Task statement:
Write out each of the lines below exactly as it appears, leaving out the pictures.

Data:

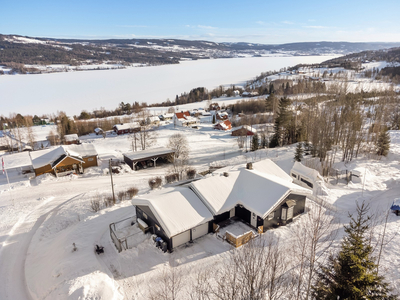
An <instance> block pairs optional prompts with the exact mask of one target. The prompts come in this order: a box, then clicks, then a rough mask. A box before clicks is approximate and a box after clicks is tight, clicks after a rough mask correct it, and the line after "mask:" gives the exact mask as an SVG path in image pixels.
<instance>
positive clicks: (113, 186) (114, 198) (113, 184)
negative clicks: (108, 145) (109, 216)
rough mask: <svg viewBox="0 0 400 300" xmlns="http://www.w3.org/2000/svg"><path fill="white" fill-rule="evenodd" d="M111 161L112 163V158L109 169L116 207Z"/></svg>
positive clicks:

Final answer:
An <instance> block pairs optional prompts with the exact mask of one target. The prompts come in this order: a box, then clicks, then a rough mask. A box before clicks is approximate and a box after clicks is tight, clicks after a rough mask correct it, and the line after "mask:" gives the exact mask as an SVG path in image pixels.
<instance>
positive clicks: (113, 186) (114, 198) (113, 184)
negative clicks: (108, 145) (109, 216)
rough mask: <svg viewBox="0 0 400 300" xmlns="http://www.w3.org/2000/svg"><path fill="white" fill-rule="evenodd" d="M111 161L112 163V158L109 169L116 207Z"/></svg>
positive clicks:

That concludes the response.